• [What is expected]
Among the records below, find the line with "Target: cart path" and the line with "Target: plaid shirt collar". Set down both and every line between, exactly and with no pictures, but nothing else.

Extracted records
↓↓↓

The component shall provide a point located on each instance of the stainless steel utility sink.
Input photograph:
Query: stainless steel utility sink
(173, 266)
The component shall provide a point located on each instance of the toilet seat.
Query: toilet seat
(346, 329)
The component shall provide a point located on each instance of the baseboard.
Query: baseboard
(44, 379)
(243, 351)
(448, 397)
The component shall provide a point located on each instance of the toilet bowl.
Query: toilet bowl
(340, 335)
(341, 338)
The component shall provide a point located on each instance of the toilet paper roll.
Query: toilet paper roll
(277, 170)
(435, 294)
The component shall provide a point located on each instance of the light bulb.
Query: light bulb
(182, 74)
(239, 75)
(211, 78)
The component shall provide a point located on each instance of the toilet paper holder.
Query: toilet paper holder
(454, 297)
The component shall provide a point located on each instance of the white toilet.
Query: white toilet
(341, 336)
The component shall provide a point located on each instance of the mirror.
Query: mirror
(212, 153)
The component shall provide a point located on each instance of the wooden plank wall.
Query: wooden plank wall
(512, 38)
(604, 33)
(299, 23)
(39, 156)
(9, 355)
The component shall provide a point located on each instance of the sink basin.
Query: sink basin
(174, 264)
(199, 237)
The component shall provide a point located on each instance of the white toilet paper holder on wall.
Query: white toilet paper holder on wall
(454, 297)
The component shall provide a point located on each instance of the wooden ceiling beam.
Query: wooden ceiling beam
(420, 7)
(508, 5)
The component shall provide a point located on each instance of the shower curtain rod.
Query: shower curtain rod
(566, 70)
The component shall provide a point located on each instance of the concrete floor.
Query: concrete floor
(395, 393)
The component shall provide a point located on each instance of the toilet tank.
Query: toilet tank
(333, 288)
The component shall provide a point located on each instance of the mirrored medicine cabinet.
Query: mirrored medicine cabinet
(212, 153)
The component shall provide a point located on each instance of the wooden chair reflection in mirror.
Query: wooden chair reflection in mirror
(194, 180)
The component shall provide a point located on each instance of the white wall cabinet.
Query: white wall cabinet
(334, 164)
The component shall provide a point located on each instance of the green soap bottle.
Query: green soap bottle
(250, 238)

↑↑↑
↓↓↓

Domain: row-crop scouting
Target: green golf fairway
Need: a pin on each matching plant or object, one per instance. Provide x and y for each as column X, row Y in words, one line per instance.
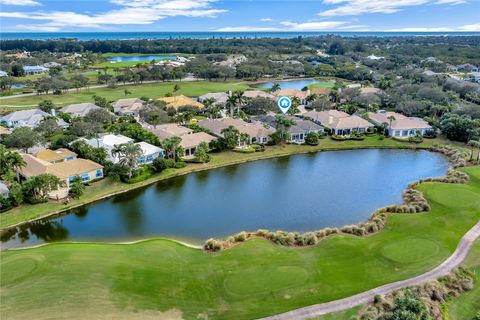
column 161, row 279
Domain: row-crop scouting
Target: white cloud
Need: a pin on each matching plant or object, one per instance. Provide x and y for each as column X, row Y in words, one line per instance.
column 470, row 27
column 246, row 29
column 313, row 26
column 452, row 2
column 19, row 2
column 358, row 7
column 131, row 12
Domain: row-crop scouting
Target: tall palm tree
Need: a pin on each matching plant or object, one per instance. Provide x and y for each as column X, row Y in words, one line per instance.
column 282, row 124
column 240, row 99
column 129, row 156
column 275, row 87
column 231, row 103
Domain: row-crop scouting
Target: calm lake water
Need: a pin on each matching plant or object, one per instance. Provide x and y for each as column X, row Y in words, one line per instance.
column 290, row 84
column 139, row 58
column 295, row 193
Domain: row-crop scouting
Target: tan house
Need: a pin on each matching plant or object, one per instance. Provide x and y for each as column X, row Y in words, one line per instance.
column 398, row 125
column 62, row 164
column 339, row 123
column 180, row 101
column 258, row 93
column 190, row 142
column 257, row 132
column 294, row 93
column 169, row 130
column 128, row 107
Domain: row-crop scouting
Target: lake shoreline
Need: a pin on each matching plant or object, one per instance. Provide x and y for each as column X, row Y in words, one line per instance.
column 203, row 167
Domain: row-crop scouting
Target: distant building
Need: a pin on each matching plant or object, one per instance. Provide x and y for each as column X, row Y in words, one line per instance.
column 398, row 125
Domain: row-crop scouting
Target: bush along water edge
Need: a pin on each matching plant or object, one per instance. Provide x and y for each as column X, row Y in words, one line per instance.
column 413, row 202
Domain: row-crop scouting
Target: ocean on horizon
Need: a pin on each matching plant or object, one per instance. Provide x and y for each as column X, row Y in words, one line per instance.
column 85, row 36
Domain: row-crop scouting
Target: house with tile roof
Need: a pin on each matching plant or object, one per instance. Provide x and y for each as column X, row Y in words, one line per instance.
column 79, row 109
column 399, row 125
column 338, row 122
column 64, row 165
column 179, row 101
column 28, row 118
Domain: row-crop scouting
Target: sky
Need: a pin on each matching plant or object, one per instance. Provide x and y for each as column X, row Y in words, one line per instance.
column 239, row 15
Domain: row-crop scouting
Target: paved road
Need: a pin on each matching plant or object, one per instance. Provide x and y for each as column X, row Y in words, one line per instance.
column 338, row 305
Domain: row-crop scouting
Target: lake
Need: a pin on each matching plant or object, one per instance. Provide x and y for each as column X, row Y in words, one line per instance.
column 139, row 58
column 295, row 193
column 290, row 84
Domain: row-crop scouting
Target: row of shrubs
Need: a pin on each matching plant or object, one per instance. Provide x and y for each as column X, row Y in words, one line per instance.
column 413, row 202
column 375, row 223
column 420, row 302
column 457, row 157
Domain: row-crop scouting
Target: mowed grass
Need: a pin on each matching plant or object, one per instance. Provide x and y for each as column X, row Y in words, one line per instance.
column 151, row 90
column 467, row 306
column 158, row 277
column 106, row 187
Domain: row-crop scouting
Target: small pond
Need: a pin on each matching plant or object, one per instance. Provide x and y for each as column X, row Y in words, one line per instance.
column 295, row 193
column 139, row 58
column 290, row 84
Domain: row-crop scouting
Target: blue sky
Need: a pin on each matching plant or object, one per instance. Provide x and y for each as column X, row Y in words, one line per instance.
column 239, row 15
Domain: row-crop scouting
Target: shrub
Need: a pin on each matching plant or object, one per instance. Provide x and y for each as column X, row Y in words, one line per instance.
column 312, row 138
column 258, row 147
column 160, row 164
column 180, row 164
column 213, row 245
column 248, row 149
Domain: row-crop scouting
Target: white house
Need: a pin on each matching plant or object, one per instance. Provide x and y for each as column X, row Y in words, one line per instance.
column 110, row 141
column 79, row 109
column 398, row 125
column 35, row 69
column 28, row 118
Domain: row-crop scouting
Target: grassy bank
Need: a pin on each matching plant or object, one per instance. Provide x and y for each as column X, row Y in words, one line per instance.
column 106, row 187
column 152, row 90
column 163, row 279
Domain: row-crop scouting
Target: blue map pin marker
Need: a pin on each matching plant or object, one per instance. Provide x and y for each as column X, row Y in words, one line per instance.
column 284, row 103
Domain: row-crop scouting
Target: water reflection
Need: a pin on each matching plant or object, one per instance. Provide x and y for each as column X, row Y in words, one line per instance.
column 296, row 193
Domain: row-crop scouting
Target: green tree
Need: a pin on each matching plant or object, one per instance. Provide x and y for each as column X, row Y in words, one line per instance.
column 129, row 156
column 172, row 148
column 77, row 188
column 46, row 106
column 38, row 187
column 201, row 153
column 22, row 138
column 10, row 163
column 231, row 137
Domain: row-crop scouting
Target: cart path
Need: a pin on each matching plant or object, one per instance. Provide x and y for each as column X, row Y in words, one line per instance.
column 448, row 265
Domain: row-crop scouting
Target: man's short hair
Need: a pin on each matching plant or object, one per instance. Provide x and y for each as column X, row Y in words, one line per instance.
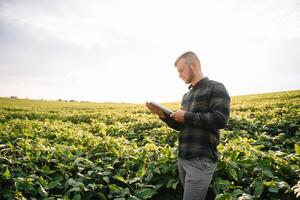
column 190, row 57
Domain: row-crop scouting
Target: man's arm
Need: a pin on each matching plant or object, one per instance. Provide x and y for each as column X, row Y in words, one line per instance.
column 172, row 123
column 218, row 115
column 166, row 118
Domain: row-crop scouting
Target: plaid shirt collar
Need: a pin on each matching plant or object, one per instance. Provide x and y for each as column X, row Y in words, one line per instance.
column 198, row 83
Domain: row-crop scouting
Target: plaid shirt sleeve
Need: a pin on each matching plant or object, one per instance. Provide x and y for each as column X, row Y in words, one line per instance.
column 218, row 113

↑↑↑
↓↓↓

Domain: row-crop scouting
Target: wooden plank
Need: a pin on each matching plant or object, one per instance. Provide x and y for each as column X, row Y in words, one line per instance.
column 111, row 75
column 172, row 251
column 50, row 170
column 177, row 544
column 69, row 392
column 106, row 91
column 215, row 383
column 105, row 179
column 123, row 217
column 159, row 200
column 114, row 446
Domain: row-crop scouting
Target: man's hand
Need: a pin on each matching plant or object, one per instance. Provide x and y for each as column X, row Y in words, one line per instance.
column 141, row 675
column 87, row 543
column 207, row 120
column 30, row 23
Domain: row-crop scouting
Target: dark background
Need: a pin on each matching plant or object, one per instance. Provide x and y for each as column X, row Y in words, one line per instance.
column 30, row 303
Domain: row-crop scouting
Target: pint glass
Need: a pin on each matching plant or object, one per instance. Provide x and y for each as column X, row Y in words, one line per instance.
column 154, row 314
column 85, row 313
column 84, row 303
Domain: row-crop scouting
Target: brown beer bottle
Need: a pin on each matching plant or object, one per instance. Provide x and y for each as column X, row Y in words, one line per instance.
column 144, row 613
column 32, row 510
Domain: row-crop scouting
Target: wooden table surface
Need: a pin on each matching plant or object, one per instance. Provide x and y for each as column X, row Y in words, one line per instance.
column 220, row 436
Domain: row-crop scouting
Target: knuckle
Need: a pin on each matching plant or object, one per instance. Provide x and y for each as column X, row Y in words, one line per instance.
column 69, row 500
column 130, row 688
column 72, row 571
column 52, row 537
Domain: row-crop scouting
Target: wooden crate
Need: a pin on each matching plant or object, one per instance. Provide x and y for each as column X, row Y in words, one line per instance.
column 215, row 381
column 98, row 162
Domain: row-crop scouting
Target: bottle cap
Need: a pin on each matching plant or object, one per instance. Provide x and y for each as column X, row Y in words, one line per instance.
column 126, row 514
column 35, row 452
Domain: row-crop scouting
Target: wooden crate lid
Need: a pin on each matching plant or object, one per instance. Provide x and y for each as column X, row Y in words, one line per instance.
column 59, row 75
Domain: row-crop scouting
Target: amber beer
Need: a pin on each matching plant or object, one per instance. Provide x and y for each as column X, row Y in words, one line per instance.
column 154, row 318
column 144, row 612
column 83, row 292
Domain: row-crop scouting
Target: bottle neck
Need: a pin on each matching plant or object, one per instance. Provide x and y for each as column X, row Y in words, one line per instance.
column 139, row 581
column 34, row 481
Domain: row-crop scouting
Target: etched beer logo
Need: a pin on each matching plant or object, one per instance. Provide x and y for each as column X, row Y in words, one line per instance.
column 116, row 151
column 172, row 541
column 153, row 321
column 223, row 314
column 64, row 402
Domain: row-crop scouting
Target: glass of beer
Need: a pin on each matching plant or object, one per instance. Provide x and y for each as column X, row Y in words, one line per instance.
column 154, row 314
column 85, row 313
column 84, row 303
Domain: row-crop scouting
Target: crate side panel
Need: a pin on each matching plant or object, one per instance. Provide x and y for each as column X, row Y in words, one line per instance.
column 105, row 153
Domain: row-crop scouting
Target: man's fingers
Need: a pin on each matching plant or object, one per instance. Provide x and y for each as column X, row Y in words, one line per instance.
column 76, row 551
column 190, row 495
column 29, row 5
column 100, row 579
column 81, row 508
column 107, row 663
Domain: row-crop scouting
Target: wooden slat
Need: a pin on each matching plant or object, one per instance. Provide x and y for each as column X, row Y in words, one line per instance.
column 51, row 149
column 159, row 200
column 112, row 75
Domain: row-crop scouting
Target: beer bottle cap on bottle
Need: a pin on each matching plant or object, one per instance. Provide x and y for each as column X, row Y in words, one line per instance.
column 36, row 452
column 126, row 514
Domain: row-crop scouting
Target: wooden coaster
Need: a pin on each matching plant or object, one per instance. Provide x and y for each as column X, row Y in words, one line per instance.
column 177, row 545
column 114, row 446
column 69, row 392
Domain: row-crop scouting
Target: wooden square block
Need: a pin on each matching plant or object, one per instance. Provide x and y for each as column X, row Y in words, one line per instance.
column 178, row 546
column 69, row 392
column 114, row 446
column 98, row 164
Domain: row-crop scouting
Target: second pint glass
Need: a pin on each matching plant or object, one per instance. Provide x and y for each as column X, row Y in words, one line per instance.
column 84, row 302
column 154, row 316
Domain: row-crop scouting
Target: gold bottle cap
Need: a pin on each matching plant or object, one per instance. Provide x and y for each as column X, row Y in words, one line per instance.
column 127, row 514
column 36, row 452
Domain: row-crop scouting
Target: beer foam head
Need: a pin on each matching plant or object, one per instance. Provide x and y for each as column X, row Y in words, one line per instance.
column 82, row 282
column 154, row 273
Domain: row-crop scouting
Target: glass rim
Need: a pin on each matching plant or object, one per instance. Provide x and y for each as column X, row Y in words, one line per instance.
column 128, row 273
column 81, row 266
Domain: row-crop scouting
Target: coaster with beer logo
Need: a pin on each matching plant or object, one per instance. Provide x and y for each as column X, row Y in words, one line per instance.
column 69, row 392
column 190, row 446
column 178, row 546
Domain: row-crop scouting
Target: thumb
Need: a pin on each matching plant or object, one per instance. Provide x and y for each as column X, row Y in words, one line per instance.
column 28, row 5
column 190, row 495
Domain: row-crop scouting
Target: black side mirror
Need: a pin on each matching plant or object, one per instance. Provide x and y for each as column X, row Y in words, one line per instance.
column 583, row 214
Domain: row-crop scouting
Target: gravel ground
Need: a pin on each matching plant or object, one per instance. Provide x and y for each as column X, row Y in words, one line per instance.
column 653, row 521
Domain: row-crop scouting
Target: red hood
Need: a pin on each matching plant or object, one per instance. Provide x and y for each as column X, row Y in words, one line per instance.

↑↑↑

• [Response area]
Target: cart path
Need: a pin on each matching plant or object, one per instance. Provide x and y for each as column X, row Y in words, one line per instance.
column 448, row 265
Domain: row-crop scouting
Target: man's short hair
Need: a pin on each matching plant or object, one per instance. Provide x and y for each as column X, row Y in words, one line per instance.
column 190, row 57
Domain: row-crop scouting
Target: man's arm
Need: a pin on each matching plant or object, one per instance. Provide x and y for each as column X, row Y in words, one line per instance.
column 172, row 123
column 218, row 115
column 166, row 118
Domain: row-crop scouting
Target: plaid shirt collar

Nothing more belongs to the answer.